**Exercise set**
**a)** Decide whether each statement below agrees with the text on the hospital staff antibody study. Answer yes or no for each, and quote the deciding words of the text. (i) Blood testing under the PRECISE study runs from October 14 to October 23. (ii) University Hospital Galway is described as being in a high incidence area. (iii) Staff who have antibodies in their blood are to be told that they are immune to the virus.
**b)** Continue the text on the hospital staff antibody study from its last sentence.

**Text excerpt**
New study on prevalence of Covid-19 antibodies in Irish healthcare staff across two hospitals
Staff at St James’s Hospital (SJH) in Dublin and University Hospital Galway (UHG) are being invited to participate in a new study aiming to determine the prevalence of anti-severe acute respiratory syndrome coronavirus 2 Immunoglobulin G (anti-SARS-CoV-2-IgG) antibodies among hospital staff.
The Abbott test, which “has been independently evaluated by Public Health England”, is being used to detect antibodies to SARS-CoV-2 in the blood.
“If we can ascertain the number of infections here in University Hospital Galway, which is in a low incidence area, and determine the areas of risk and then compare with St James’s in a high incidence area, we can learn about how the virus spreads in hospitals,” said Dr Catherine Fleming, Consultant in Infectious Diseases at UHG, and Site Lead for the PRECISE Study.
Blood testing begins next Wednesday (October 14) and continues until October 23 under the PRECISE study.
Prof Colm Bergin, Consultant in Infectious Diseases at SJH and Site Lead, said the results may provide valuable insights into how people may respond to any future vaccine.
While some hospital staff might discover that antibodies to the Covid-19 virus are found in their blood, Dr Niamh Allen, Primary Investigator and Specialist Registrar in Infectious Diseases, underlined that staff were to be advised that this did not mean that they had immunity to the virus, and should continue to follow all of the Health Service Executive’s (HSE’s) public health advice.
Anonymised results are to be shared with the Department of Health Covid-19 team and the HSE to help them plan and make decisions about how to control the spread of the virus. The study is to be repeated in six months and the data compared.

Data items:
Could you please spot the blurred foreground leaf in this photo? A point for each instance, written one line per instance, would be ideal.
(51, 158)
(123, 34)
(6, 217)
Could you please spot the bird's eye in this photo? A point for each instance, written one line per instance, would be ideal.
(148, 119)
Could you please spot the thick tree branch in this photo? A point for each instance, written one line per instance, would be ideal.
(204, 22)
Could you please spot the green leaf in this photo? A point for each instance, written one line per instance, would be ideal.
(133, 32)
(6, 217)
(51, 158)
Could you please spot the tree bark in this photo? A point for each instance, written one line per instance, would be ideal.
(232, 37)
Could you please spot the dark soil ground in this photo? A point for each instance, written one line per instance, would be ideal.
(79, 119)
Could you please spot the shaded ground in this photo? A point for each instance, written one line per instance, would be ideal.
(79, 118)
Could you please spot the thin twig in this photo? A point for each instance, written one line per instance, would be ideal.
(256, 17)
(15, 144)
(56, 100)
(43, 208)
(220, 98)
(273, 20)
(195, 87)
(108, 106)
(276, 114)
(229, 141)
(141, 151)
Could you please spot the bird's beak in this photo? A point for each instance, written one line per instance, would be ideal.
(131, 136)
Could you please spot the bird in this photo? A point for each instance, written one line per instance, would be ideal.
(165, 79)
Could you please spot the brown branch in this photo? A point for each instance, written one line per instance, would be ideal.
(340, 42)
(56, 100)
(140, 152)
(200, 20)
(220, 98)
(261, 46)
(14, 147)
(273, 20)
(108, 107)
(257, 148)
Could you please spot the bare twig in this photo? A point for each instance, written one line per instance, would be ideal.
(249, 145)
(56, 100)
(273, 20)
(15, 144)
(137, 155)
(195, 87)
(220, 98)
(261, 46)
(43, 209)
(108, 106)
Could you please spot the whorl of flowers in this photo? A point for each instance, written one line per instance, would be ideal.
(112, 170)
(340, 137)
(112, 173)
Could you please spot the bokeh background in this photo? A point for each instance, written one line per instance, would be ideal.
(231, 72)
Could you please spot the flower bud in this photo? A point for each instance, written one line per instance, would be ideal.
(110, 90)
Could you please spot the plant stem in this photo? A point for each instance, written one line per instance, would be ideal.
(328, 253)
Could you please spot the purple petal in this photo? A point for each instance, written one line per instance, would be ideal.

**Responses by task**
**a)**
(i) Yes: "Blood testing begins next Wednesday (October 14) and continues until October 23 under the PRECISE study."
(ii) No: "University Hospital Galway, which is in a low incidence area"
(iii) No: "staff were to be advised that this did not mean that they had immunity to the virus"

**b)**
Participation is voluntary and open to all staff across all departments in both hospitals.
“The PRECISE Study aims to calculate the prevalence of anti-SARS-CoV-2 IgG antibodies, or Covid-19 antibodies in healthcare workers in two hospitals in two distinct areas of the country,” said Dr Lorraine Doherty, National Clinical Director for Health Protection in the HSE.
She added that it would help the health service better understand this new infection, including the risk factors relevant to healthcare workers, for example, the areas they worked in and the type of patient exposure they had, as well as factors such as their sex, age and living arrangements.
The PRECISE study is intended to help estimate, in broad terms, the number of healthcare workers that may have some degree of immunity to Covid-19 infection, and those still at risk of contracting the virus.
Dr Doherty said it also aimed to identify the proportion of healthcare staff who had antibodies present but were asymptomatic and possibly unaware of their exposure to the virus.